**Problem details**
For this exercise, write out exactly the lines from the line containing "Would you be" through the last line of the records, and no other lines.

Image-grounded pointing data
┄┄┄┄┄┄┄┄┄┄┄┄┄┄┄┄┄┄┄┄

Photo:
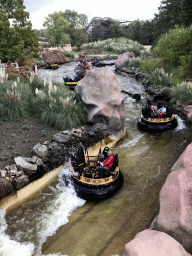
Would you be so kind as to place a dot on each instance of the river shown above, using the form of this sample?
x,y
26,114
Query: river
x,y
56,222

┄┄┄┄┄┄┄┄┄┄┄┄┄┄┄┄┄┄┄┄

**Written answer**
Would you be so kind as to place a dot on each instance of the river shown above, using the form of this sample?
x,y
26,114
Query: river
x,y
56,222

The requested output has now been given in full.